▶ [Required action A]
Reproduce the passage about endometriosis and reality television word for word, starting at "As a woman who" and stopping after "avoid the topic.".
▶ [Required action B]
Carry on the personal piece about endometriosis and reality television from its last sentence.

In a recent episode of Married to Medicine, one of the new cast members learns that she has symptoms of endometriosis. Since she is trying to conceive, the news comes as a shock, and I found myself triggered once again. See, if you watch reality television that follows the lives of women, especially Black women, you have heard this story often:
A cast member is interested in getting pregnant, goes to the doctor, and finds out she has fibroids, endometriosis, or some other reproductive health issue, such as polycystic ovarian syndrome (PCOS). Many times, they are forced to undergo surgeries, while sometimes they find other solutions, such as using a surrogate or self-care.
As a woman who has been diagnosed with endometriosis and endured multiple surgeries for fibroids and cysts, I understand how physically and emotionally painful these diagnoses can be. I had my first surgery in 2016, after going to the emergency room in debilitating pain. The doctors found a teratoma, or a large cyst, which had consumed my entire left ovary. Two surgeries later, I was diagnosed with endometriosis. It’s been a long and winding road, filled with appointments, pain management strategies, and disappointments. And as a reality TV fan, I am never able to avoid the topic.

▶ [Collected material]
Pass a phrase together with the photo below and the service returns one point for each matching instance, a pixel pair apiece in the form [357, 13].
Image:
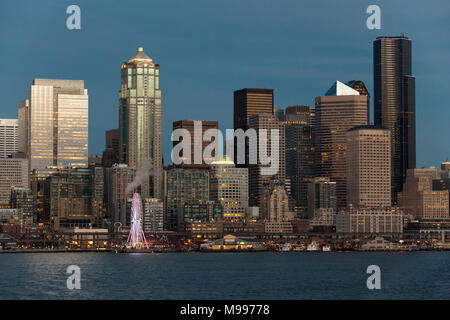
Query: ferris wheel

▶ [Answer area A]
As a woman who has been diagnosed with endometriosis and endured multiple surgeries for fibroids and cysts, I understand how physically and emotionally painful these diagnoses can be. I had my first surgery in 2016, after going to the emergency room in debilitating pain. The doctors found a teratoma, or a large cyst, which had consumed my entire left ovary. Two surgeries later, I was diagnosed with endometriosis. It’s been a long and winding road, filled with appointments, pain management strategies, and disappointments. And as a reality TV fan, I am never able to avoid the topic.

▶ [Answer area B]
On Married to Medicine, newlywed Lateasha Lunceford (aka Sweet Tea) is brought to tears after she learns that her chances of getting pregnant are going to be impacted by endometriosis. On the last season of the Real Housewives of Atlanta, we watched as cast member Shereé Whitfield tried to alleviate stress that was causing her painful fibroids, as opposed to getting surgery. In previous seasons, we know that other RHOA cast mates Porsha Williams and Kandi Burruss have dealt with similar situations. And on My Big Fat Fabulous Life, Whitney Way Thore talks openly about her PCOS and how it has impacted her weight, hair, skin, and fertility. In related stories, several women on reality TV have recently received breast cancer diagnoses and treatments as well.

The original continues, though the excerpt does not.